* _WHAT TO WORK ON_: Rewrite the lines of all the records below as a JSON list of strings, one string per line, skipping blank lines and leaving out the pictures.

* _PROVIDED MATERIAL_:
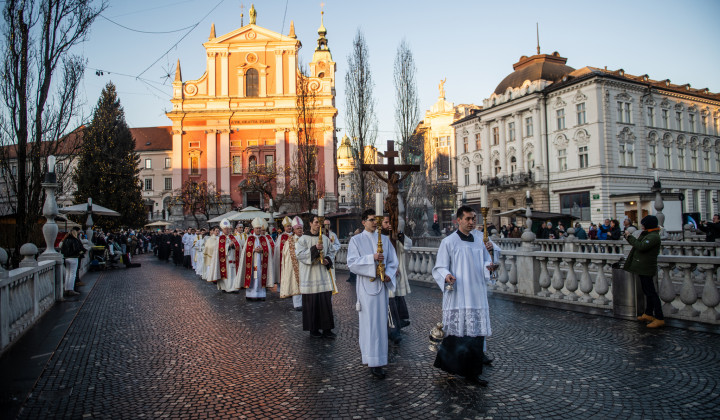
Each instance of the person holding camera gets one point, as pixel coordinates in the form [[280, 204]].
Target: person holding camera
[[73, 250]]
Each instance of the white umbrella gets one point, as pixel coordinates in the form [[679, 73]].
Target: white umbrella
[[227, 215], [82, 209], [250, 213]]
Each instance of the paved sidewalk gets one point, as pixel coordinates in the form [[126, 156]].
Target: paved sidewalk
[[157, 342]]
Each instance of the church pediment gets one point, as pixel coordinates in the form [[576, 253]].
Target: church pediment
[[248, 34]]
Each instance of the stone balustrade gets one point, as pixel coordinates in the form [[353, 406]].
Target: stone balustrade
[[580, 273]]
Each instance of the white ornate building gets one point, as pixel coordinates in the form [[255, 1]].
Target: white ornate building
[[587, 142]]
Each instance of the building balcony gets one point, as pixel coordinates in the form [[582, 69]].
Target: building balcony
[[516, 179]]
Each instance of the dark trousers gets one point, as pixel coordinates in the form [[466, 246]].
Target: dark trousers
[[653, 307]]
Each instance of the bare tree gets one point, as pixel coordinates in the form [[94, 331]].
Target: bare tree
[[407, 106], [304, 188], [37, 39], [360, 114]]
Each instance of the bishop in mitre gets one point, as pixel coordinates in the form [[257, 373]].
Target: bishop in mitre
[[372, 292], [315, 282], [224, 263], [290, 266], [257, 271]]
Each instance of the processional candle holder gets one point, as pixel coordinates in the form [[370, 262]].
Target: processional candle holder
[[380, 271]]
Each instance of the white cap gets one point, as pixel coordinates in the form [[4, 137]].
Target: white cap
[[297, 221]]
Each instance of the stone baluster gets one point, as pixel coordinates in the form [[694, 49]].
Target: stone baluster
[[666, 290], [544, 280], [602, 285], [585, 282], [688, 295], [710, 296], [571, 283], [557, 280], [512, 277], [503, 277]]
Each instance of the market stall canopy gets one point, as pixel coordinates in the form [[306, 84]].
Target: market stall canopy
[[82, 209], [250, 213], [158, 223], [537, 215], [218, 219]]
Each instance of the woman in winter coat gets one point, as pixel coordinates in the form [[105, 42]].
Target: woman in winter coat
[[642, 261]]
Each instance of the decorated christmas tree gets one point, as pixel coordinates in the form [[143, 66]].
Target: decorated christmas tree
[[108, 166]]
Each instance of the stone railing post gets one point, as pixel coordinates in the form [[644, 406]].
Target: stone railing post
[[50, 229], [710, 296]]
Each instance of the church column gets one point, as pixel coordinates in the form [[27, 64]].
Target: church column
[[537, 140], [487, 162], [503, 147], [280, 157], [224, 184], [241, 83], [211, 140], [263, 82], [292, 71], [224, 82], [329, 163], [177, 160], [520, 153], [211, 74], [278, 72]]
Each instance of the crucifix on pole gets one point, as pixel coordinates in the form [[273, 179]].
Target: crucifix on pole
[[392, 180]]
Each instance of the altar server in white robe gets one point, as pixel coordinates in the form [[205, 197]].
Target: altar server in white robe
[[372, 293], [224, 264], [257, 270], [290, 266], [315, 282], [462, 271]]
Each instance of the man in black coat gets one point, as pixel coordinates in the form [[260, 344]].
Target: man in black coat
[[711, 229]]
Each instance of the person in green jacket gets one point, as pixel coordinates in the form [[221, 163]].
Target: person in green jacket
[[642, 261]]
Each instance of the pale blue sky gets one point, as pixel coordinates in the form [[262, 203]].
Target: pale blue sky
[[471, 43]]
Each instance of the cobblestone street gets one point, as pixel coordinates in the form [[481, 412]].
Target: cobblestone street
[[156, 342]]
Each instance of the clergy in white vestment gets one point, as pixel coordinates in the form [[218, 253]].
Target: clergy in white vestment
[[197, 253], [187, 240], [372, 293], [335, 245], [209, 247], [290, 266], [224, 264], [257, 271], [462, 272], [280, 245], [315, 283]]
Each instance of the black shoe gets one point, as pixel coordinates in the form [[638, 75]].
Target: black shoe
[[477, 381], [487, 360], [378, 372]]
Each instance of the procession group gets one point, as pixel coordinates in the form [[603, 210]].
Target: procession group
[[302, 261]]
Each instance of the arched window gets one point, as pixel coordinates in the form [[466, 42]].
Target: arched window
[[251, 83]]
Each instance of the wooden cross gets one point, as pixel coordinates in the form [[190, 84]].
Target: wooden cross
[[390, 167], [391, 201]]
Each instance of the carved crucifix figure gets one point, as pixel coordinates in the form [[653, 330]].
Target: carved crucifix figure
[[393, 181]]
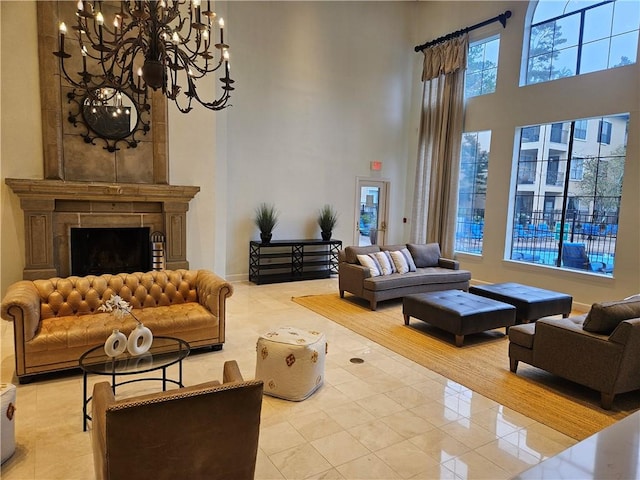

* _RESULT OF THE TASK_:
[
  "Each instance of the person holding camera gets one point, as pixel coordinates in the form [[280, 204]].",
  "Target: person holding camera",
  "[[73, 250]]",
  "Each instance of the white umbrella gets one point, as pixel coordinates in the form [[679, 73]].",
  "Target: white umbrella",
  "[[227, 215], [82, 209], [250, 213]]",
  "Each instance of the paved sidewalk gets one point, as pixel coordinates in the form [[126, 156]].",
  "Target: paved sidewalk",
  "[[157, 342]]",
  "Each instance of the church pediment gets one point, as pixel coordinates in the form [[576, 253]].",
  "Target: church pediment",
  "[[248, 34]]",
  "Each instance of the stone balustrade gets one point, as pixel coordinates in the form [[353, 406]].",
  "Target: stone balustrade",
  "[[580, 273]]",
  "Each instance of the white ornate building gets one point, as pixel coordinates in the form [[255, 1]].",
  "Target: white ornate building",
  "[[587, 142]]",
  "Each instance of the building balcony gets one point, as pixel coordinates in the form [[582, 69]].",
  "Target: building balcony",
  "[[516, 179]]",
  "Each instance of the dark trousers gets one point, as pixel coordinates in the form [[466, 246]].",
  "Target: dark trousers",
  "[[653, 307]]",
  "Each instance of the bare tree gets one point, as pixel coordinates in the form [[94, 331]].",
  "Target: bare tree",
  "[[407, 106], [304, 188], [37, 39], [360, 114]]",
  "Each instance of the bishop in mitre gets one point, as pixel coordinates in the form [[257, 373]].",
  "Target: bishop in mitre",
  "[[372, 292], [315, 282], [224, 263], [290, 266], [257, 271]]",
  "Each instance of the processional candle holder gets one point, as pixel coordinates in the form [[370, 262]].",
  "Target: processional candle holder",
  "[[380, 271]]",
  "Each instance of the white cap gets one point, as pixel coordinates in the form [[4, 137]].",
  "Target: white cap",
  "[[297, 221]]",
  "Each instance of the stone baluster gets one point, as pixel coordinates in the form [[694, 49]].",
  "Target: stone baluster",
  "[[666, 290], [544, 280], [602, 285], [585, 282], [688, 295], [710, 296], [571, 283], [557, 280], [512, 277], [503, 277]]",
  "Each instance of the market stall canopy gets one point, as pixel coordinates in the form [[306, 84]].",
  "Target: market stall canopy",
  "[[82, 209], [250, 213], [158, 223], [537, 215], [218, 219]]",
  "Each instance of the woman in winter coat gets one point, as pixel coordinates in the form [[105, 42]].",
  "Target: woman in winter coat",
  "[[642, 261]]",
  "Each instance of the decorated christmas tree gets one point, as pixel coordinates in the form [[143, 66]].",
  "Target: decorated christmas tree",
  "[[108, 166]]",
  "Each instance of the stone railing post gets one point, as pixel coordinates in the form [[644, 406]].",
  "Target: stone railing post",
  "[[50, 229], [710, 296]]",
  "Each instance of the church column gets one point, as pixel coordinates in the form [[27, 64]].",
  "Target: church column",
  "[[537, 140], [487, 162], [503, 147], [280, 157], [224, 184], [241, 83], [211, 140], [263, 82], [292, 71], [224, 82], [329, 163], [177, 160], [520, 153], [211, 74], [278, 72]]",
  "Each instance of the crucifix on pole gets one point, as pixel coordinates in the form [[273, 179]].",
  "Target: crucifix on pole",
  "[[392, 180]]",
  "Each instance of the altar server in white robe gets one point, as pixel coordinates in the form [[205, 197]].",
  "Target: altar server in white robe",
  "[[372, 293], [224, 264], [257, 270], [290, 266], [315, 282], [462, 271]]",
  "Each instance of the man in black coat gets one point, as pixel coordinates in the form [[260, 344]].",
  "Target: man in black coat",
  "[[711, 229]]",
  "Each instance of the person in green jacket gets one point, as pixel coordinates in the form [[221, 163]].",
  "Target: person in green jacket",
  "[[642, 261]]",
  "Each instance of the pale blue sky gets one point, as pixel coordinates in the form [[262, 203]].",
  "Target: pale blue sky",
  "[[471, 43]]",
  "Each instance of the cobblestone street gets one point, as pixel coordinates in the form [[481, 412]].",
  "Target: cobblestone street",
  "[[156, 342]]",
  "Each instance of the clergy in white vestment gets one point, as pixel coordinates in the form [[218, 253]].",
  "Target: clergy in white vestment",
  "[[197, 253], [187, 240], [372, 293], [335, 245], [209, 247], [290, 266], [224, 264], [257, 271], [462, 272], [280, 245], [315, 283]]",
  "Each instance of the black shoe gets one point, as pixel coordinates in the form [[638, 75]].",
  "Target: black shoe",
  "[[477, 381], [487, 360], [378, 372]]",
  "Each instance of the procession group gets one point, as pixel coordinates in the form [[603, 210]].",
  "Target: procession group",
  "[[302, 261]]",
  "Each instance of the arched window gets one point, as pixel coordinates in the form [[466, 42]].",
  "Target: arched window",
  "[[251, 83]]",
  "Each instance of the wooden cross gets one point, as pixel coordinates in the form [[190, 84]].",
  "Target: wooden cross",
  "[[390, 167], [391, 201]]",
  "Each instance of the carved crucifix figure gets one point, as pixel coordinates in the form [[653, 330]].",
  "Target: carved crucifix figure",
  "[[393, 181]]"
]